• _TASK REQUIREMENTS_:
Can you output the rows below as a two-column CSV with the headers "input" and "target", one CSV line for each row, with its text under "input" and its answer under "target", each value in a single quoted field with line breaks replaced by spaces?

-*-

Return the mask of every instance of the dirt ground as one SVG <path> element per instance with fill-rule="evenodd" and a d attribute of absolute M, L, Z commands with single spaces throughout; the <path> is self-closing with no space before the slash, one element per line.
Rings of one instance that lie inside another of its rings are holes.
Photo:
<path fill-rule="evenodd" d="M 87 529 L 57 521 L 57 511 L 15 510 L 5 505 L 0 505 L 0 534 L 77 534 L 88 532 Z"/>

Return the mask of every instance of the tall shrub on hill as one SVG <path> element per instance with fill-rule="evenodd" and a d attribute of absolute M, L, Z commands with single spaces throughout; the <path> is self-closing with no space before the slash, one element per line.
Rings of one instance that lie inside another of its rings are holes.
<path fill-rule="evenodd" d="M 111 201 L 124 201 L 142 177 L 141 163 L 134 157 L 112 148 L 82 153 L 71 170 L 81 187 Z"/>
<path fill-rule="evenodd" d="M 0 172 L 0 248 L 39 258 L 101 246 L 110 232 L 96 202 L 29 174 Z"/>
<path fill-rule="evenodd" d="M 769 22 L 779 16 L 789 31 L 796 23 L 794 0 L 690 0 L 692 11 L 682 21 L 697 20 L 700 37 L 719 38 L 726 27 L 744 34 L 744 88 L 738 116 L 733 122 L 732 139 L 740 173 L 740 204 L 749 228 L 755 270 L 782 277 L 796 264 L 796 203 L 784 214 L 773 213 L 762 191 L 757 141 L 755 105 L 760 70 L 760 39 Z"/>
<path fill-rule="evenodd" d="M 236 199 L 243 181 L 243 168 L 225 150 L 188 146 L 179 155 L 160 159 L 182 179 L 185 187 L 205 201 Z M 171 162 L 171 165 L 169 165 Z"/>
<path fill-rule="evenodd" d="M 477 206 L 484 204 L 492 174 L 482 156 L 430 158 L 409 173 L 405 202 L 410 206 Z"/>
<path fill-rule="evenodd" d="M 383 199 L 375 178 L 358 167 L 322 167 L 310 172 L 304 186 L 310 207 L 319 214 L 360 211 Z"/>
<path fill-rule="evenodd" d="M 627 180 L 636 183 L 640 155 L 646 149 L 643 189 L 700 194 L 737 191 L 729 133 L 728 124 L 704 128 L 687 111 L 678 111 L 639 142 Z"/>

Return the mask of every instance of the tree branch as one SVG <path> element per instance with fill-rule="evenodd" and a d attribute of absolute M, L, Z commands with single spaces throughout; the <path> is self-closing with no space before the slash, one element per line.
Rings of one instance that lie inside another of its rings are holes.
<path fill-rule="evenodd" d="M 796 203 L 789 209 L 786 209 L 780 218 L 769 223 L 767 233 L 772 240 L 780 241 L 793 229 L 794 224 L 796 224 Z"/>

-*-

• _TASK SOLUTION_:
input,target
"Return the mask of every instance of the dirt ground as one SVG <path> element per instance with fill-rule=""evenodd"" and a d attribute of absolute M, L, Z commands with single spaces throughout; the <path> is self-closing with no space before the slash, one element per line. Rings of one instance that lie inside another of its rings are holes. Photo:","<path fill-rule=""evenodd"" d=""M 87 529 L 57 521 L 57 511 L 15 510 L 5 505 L 0 505 L 0 534 L 77 534 L 88 532 Z""/>"
"Return the mask of every instance of the tall shrub on hill as one SVG <path> element per instance with fill-rule=""evenodd"" and a d attribute of absolute M, L, Z commands with single spaces throughout; the <path> is self-closing with no space before the slash, one element per line. Rings of one instance that lie inside another of its rings are holes.","<path fill-rule=""evenodd"" d=""M 111 201 L 124 201 L 142 177 L 141 163 L 134 157 L 112 148 L 82 153 L 71 170 L 81 187 Z""/> <path fill-rule=""evenodd"" d=""M 0 172 L 0 248 L 39 258 L 101 246 L 110 232 L 96 202 L 29 174 Z""/> <path fill-rule=""evenodd"" d=""M 769 22 L 779 16 L 789 31 L 796 23 L 794 0 L 690 0 L 692 11 L 682 21 L 697 20 L 700 37 L 719 38 L 726 27 L 744 34 L 744 88 L 738 116 L 733 122 L 732 139 L 740 173 L 740 204 L 749 228 L 755 270 L 782 277 L 796 264 L 796 203 L 784 214 L 773 213 L 762 191 L 757 141 L 755 105 L 760 70 L 760 39 Z""/> <path fill-rule=""evenodd"" d=""M 236 199 L 243 181 L 243 168 L 225 150 L 188 146 L 179 155 L 160 159 L 182 179 L 185 187 L 205 201 Z M 171 162 L 171 165 L 169 165 Z""/> <path fill-rule=""evenodd"" d=""M 477 206 L 484 204 L 492 174 L 482 156 L 430 158 L 409 173 L 405 202 L 410 206 Z""/> <path fill-rule=""evenodd"" d=""M 383 199 L 375 178 L 358 167 L 322 167 L 310 172 L 304 186 L 310 207 L 319 214 L 360 211 Z""/> <path fill-rule=""evenodd"" d=""M 627 180 L 636 183 L 640 155 L 646 149 L 643 189 L 700 194 L 737 191 L 729 133 L 728 124 L 704 128 L 687 111 L 678 111 L 639 142 Z""/>"
"Return the mask of every instance of the tree branch as one SVG <path> element per instance with fill-rule=""evenodd"" and a d attribute of absolute M, L, Z commands with single spaces throughout; the <path> is self-closing with no space before the slash, one element per line. Rings of one instance that lie inside another of its rings are holes.","<path fill-rule=""evenodd"" d=""M 796 203 L 789 209 L 786 209 L 780 218 L 769 223 L 767 233 L 772 240 L 780 241 L 793 229 L 794 224 L 796 224 Z""/>"